Kur'an-ı Kerim'de ilim kelimesi 105 defa, türevleri ile birlikte ise 859 defa geçmektedir. Ayrıca ilim ile alakalı "akıl, fikir, zikir" gibi kelimeler Kur'an-ı Kerim'de çokça ifade edilmektedir.   (Alak suresi; 1-5) ayetlerinde yüce mevla şöyle buyurur:  Yaratan rabbinin adıyla oku!  O, insanı alaktan (asılıp tutunan zigottan) yaratmıştır. Oku! Kalemle (yazmayı) öğreten, (böylece) insana bilmediğini bildiren rabbin sonsuz kerem sahibidir.  (Nahl Sûresi; 78)’de ise şöyle buyurur: Sizler hiçbir şey bilmez bir durumdayken Allah sizi analarınızın karnından çıkardı; şükredesiniz diye size kulaklar, gözler, kalpler verdi.

Allah Teâla Bakara suresinde insanın meleklerden üstünlüğünün ilim sahibi olma yönüyle olduğunu şöyle ifade etmektedir: Hani rabbin meleklere, "Ben yeryüzünde bir halife yaratacağım" demişti. Onlar, "Biz seni övgü ile tenzih ederken ve senin kutsallığını dile getirip dururken orada fesat çıkaracak ve kan dökecek birini mi yaratacaksın?" dediler. Allah teala "Şüphe yok ki, ben sizin bilmediklerinizi bilirim" buyurdu.    Ve Âdem’e bütün isimleri öğretti. Sonra bunları meleklere gösterip "Sözünüzde doğru iseniz şunların isimlerini bana söyleyin" dedi.    "Seni tenzih ederiz! Bize öğrettiğinden başka hiçbir bilgimiz yoktur. En kâmil ilim ve hikmet sahibi şüphesiz sensin" cevabını verdiler.

Ey Âdem! Bunların isimlerini onlara bildir" dedi. Âdem bunların isimlerini onlara bildirince de "Size ben göklerin ve yerin gizlisini kesinlikle bilirim; yine sizin açıkladığınızı da gizlediğinizi de bilirim demedim mi!" buyurdu. Bakara Sûresi  (30 - 33)

İnsanın diğer mahlukattan üstünlüğü, ilmi ve bu ilmi güzellikle kullanmasıyladır, güç ve kuvvetiyle değildir.

Rasulullah (s.a.s.) İlmin Önemi konusunda şöyle buyurmuştur:

“İlim öğrenmek her müslümana farzdır.” (İbn Mace) “Ya öğreten, ya öğrenen, ya dinleyen, ya da ilmi seven ol. Fakat beşincisi olma helâk olursun.” (Mecmau’z-Zevaid)

“Allah kimin için hayır murad ederse onu dinde fakih (alim) kılar. (Buhari, Müslim

“Şüphesiz ki âlimler peygamberlerin varisleridir. Nebiler, geriye ne dirhem, ne de dinar bırakırlar. Onlar ancak ilmi miras olarak bırakırlar. Kim ondan alırsa büyük bir pay ve kazanç almış olur.” (Buhari)

“Kim ilim talep ederse, bu işi, geçmişteki günahlarına kefaret olur.” (Tirmizi)

◆ Yapılacak iş:
İlim hakkındaki metinden "Ey Âdem! Bunların" sözleriyle başlayıp "Sûresi  (30 - 33)" sözleri de dahil olmak üzere oraya kadar süren bölümü hiç değiştirmeden yazın. Metinden sonra gelen kayıtlara gerek yoktur.

(Bir veri kümesinde listelenen kayıtlar)
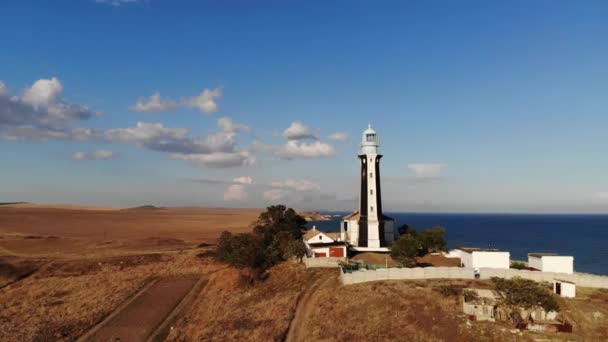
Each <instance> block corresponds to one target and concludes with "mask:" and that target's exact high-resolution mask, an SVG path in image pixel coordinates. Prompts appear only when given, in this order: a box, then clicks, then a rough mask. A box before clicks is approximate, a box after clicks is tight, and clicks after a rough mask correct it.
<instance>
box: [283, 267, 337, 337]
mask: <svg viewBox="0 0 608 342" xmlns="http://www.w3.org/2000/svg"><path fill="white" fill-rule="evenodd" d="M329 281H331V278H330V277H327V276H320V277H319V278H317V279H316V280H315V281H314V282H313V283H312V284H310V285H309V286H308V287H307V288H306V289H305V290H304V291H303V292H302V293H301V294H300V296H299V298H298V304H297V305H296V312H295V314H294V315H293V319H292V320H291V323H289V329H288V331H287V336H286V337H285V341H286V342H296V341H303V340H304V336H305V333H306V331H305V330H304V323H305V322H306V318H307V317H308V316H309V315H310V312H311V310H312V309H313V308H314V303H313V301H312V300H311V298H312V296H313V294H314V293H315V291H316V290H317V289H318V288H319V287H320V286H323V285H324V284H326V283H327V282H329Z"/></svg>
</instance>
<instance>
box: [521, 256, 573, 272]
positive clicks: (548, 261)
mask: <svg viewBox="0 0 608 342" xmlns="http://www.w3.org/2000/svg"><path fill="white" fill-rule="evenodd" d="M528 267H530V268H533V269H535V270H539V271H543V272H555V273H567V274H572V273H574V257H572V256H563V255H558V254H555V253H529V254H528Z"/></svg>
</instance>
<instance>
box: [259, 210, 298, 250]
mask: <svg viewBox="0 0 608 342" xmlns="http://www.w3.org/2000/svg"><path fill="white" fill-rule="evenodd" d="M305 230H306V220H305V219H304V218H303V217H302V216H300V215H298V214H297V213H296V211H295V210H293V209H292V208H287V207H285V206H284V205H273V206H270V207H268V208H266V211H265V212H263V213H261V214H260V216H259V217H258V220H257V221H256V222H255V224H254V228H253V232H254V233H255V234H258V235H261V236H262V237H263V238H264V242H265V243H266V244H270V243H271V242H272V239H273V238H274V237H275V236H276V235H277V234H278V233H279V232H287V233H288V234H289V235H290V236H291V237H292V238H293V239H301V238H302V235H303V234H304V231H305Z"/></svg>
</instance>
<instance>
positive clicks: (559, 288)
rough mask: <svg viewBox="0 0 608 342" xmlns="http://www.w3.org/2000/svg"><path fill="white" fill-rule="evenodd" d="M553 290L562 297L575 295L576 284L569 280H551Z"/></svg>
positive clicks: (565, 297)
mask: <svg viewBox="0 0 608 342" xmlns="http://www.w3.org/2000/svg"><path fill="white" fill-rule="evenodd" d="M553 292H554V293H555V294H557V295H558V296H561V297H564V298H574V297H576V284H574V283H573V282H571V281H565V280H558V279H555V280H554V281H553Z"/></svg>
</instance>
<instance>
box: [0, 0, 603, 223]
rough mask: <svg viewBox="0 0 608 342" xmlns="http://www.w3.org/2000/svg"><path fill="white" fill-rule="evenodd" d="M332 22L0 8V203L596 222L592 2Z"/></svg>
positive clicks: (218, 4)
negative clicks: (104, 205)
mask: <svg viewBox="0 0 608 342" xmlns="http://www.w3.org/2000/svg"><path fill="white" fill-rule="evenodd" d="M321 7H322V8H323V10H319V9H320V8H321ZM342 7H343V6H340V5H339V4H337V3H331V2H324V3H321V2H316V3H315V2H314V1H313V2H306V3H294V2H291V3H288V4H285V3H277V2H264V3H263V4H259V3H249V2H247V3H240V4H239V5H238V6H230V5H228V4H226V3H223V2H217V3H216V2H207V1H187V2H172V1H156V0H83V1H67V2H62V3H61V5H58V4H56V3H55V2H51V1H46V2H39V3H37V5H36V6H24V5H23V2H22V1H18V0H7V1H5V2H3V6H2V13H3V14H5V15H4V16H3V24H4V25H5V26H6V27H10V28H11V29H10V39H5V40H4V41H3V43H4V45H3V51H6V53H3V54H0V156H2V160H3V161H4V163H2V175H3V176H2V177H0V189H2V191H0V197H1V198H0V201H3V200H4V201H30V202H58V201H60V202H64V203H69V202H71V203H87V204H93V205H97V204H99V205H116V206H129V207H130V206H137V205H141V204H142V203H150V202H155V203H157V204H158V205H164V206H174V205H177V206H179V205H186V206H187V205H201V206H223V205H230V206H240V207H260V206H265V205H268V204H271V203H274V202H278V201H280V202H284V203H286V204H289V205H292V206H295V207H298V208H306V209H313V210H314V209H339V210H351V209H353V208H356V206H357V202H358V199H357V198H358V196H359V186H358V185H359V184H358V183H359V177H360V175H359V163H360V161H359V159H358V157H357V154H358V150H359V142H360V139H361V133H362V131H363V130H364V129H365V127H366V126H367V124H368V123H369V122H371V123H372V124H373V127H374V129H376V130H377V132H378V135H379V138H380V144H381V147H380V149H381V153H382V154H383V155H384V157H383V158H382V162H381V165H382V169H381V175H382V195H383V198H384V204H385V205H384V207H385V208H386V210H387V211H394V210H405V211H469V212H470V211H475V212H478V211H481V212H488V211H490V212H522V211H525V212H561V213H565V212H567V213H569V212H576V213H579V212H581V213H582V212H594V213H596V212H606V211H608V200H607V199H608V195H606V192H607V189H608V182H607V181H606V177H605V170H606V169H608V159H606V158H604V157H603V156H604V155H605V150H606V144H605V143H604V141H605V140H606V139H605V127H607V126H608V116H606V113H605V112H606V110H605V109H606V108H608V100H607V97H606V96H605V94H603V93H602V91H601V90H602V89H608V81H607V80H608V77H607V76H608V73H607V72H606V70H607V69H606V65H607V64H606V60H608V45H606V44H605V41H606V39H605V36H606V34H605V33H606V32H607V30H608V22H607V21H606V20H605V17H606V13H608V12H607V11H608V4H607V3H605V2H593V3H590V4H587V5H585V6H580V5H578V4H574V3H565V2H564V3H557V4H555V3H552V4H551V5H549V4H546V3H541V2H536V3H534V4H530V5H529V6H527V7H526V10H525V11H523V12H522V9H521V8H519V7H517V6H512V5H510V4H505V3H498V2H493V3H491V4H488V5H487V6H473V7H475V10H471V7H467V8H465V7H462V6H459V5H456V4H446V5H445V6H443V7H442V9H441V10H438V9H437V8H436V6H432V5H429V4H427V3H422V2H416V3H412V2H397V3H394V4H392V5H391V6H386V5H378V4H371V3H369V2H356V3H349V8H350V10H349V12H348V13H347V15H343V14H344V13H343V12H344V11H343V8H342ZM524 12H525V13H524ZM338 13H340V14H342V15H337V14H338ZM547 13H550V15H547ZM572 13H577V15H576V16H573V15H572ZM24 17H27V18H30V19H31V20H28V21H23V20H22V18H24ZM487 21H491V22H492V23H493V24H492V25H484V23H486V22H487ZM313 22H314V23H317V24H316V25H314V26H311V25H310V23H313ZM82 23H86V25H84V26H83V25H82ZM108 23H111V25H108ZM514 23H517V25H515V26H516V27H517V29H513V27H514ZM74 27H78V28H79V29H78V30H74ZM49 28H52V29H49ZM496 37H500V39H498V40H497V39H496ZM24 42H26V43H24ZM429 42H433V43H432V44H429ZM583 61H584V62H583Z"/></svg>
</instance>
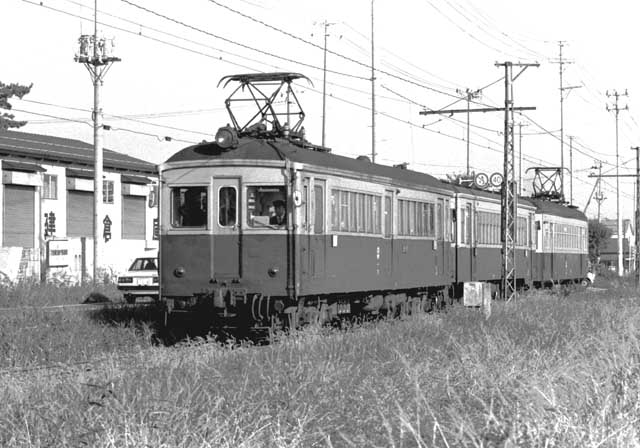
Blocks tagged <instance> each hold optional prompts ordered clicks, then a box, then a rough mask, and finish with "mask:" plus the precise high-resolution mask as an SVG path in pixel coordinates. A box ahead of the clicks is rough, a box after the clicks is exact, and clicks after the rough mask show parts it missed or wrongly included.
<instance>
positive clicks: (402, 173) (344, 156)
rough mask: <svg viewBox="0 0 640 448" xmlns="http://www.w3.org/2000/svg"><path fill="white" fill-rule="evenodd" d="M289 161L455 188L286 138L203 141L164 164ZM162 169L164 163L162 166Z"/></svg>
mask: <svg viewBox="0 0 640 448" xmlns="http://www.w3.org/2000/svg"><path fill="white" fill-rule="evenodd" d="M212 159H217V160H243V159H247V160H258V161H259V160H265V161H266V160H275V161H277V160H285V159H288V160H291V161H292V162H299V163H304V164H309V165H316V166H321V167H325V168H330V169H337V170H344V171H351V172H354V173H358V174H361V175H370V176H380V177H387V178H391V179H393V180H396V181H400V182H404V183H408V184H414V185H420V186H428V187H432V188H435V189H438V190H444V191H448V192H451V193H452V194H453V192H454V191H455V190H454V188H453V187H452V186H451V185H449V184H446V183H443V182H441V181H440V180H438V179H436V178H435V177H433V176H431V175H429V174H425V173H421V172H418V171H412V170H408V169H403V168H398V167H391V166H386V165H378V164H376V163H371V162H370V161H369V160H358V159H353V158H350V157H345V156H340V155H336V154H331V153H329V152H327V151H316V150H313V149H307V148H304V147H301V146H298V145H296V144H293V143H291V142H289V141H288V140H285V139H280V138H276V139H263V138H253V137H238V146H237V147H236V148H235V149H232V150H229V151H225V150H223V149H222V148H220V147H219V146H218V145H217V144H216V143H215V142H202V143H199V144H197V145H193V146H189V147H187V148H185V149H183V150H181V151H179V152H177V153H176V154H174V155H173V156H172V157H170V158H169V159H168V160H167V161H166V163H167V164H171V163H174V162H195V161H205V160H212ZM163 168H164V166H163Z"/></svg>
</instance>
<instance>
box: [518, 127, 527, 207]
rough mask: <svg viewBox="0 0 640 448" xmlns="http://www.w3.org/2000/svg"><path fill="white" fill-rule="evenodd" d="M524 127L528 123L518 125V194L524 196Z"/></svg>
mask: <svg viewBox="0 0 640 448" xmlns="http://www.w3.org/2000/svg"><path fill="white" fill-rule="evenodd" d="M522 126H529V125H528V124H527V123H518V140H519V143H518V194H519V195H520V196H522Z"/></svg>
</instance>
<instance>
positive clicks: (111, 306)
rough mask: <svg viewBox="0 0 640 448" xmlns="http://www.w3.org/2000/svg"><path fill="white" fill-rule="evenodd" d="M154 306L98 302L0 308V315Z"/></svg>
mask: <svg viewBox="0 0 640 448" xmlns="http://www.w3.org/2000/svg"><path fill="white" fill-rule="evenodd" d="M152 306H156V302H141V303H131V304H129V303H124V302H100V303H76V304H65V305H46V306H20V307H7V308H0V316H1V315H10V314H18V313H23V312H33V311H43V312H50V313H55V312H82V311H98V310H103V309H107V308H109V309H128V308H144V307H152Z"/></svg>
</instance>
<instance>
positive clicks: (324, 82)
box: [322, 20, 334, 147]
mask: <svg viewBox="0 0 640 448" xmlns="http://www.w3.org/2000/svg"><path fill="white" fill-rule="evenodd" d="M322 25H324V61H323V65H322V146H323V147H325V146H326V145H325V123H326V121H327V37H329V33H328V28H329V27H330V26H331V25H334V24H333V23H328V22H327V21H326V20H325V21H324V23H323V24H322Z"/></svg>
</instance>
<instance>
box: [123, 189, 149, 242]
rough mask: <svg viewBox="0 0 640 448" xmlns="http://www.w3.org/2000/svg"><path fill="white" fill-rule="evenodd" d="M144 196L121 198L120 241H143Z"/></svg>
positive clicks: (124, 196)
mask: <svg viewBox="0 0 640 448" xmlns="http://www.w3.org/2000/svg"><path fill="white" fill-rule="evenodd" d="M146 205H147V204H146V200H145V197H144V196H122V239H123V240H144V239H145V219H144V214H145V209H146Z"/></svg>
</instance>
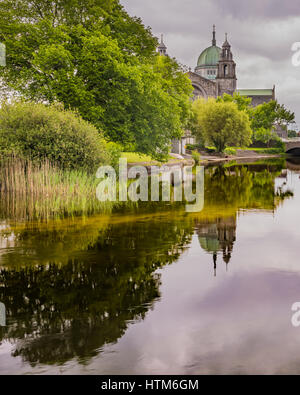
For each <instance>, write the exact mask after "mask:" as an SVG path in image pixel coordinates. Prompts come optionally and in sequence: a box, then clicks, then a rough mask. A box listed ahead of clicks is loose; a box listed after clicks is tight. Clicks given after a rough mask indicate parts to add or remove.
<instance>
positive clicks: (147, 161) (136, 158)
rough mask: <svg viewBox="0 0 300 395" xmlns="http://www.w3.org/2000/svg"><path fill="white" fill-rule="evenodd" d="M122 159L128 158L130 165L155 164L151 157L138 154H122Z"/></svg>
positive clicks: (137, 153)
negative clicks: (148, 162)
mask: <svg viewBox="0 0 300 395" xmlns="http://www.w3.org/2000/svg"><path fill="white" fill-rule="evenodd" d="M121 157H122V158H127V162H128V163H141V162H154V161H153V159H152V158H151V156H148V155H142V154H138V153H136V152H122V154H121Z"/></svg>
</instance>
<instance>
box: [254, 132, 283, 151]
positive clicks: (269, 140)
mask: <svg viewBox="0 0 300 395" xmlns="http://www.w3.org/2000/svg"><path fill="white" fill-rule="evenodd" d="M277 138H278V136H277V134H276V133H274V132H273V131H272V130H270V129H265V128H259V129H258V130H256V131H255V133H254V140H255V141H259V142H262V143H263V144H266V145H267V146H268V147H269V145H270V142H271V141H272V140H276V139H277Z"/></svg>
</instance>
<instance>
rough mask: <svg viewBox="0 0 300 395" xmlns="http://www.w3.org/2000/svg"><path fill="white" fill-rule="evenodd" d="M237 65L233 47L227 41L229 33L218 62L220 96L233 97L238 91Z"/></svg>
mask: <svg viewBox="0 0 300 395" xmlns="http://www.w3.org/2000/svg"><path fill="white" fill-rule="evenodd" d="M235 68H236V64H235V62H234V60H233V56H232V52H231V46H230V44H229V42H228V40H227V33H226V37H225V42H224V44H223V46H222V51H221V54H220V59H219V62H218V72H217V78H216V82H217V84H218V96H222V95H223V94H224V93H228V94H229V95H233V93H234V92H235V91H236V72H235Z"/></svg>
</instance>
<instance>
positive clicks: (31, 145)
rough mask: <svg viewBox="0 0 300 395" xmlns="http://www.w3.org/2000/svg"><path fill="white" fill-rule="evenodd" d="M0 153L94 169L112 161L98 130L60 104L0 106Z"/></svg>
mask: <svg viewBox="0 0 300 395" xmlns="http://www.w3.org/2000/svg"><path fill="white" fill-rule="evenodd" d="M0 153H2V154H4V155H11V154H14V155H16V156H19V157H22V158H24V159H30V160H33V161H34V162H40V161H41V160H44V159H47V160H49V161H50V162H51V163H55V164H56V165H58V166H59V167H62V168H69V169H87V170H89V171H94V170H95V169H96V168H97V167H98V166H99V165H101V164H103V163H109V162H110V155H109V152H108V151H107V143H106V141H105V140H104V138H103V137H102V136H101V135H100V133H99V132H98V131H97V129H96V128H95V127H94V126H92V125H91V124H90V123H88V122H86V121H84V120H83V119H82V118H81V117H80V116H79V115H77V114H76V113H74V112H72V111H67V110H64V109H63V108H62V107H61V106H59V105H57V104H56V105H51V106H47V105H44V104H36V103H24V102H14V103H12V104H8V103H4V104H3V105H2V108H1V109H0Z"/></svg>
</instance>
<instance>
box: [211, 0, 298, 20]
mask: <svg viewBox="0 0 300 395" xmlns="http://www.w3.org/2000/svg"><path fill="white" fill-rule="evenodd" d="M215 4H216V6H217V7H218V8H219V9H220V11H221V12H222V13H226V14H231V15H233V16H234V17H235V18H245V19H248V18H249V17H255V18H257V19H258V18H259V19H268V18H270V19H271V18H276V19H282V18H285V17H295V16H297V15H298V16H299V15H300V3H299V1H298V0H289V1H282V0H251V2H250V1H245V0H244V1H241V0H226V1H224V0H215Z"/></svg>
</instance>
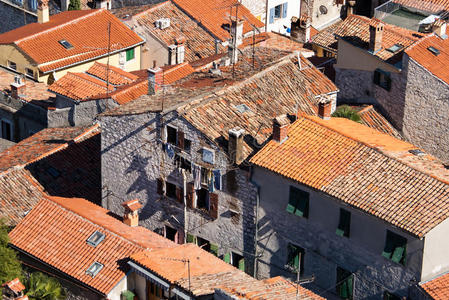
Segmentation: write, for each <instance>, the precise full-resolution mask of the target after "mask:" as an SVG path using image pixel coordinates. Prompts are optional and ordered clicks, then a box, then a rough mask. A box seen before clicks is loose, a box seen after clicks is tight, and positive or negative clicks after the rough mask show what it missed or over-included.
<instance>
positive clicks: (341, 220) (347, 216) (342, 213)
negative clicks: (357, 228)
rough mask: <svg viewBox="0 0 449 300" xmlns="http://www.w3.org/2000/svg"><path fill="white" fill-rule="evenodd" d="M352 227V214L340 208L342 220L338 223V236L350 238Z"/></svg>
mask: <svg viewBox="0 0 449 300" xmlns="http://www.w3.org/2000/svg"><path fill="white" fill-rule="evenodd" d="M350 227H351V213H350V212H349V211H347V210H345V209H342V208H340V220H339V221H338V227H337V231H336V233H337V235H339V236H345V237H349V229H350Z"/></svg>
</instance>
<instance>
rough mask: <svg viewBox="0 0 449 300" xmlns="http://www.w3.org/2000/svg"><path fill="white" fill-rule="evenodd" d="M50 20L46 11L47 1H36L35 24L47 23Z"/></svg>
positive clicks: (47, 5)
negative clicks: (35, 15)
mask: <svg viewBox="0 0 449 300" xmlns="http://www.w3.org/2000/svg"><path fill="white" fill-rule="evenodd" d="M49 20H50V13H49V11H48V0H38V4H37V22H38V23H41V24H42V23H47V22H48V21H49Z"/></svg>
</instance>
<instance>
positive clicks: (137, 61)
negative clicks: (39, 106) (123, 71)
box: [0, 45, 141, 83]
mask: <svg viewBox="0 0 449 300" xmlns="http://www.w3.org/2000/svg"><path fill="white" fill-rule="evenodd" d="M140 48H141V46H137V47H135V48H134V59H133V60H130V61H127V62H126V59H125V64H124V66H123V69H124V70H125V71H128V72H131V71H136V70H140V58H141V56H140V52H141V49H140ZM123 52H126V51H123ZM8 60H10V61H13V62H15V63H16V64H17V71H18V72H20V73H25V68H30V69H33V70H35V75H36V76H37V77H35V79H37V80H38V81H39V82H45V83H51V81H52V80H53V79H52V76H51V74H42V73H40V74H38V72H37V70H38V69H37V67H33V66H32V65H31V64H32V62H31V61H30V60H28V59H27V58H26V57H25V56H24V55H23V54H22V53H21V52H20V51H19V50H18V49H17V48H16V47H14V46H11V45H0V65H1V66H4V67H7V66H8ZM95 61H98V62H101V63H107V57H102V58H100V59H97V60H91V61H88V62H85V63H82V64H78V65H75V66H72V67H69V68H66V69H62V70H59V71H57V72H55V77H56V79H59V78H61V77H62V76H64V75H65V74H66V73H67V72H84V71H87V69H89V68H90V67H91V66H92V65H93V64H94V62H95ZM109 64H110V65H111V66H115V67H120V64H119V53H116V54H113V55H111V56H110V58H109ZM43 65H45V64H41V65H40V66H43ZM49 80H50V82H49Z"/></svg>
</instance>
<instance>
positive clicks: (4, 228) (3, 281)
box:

◆ Görev yanıtı:
Ey Âdem! Bunların isimlerini onlara bildir" dedi. Âdem bunların isimlerini onlara bildirince de "Size ben göklerin ve yerin gizlisini kesinlikle bilirim; yine sizin açıkladığınızı da gizlediğinizi de bilirim demedim mi!" buyurdu. Bakara Sûresi  (30 - 33)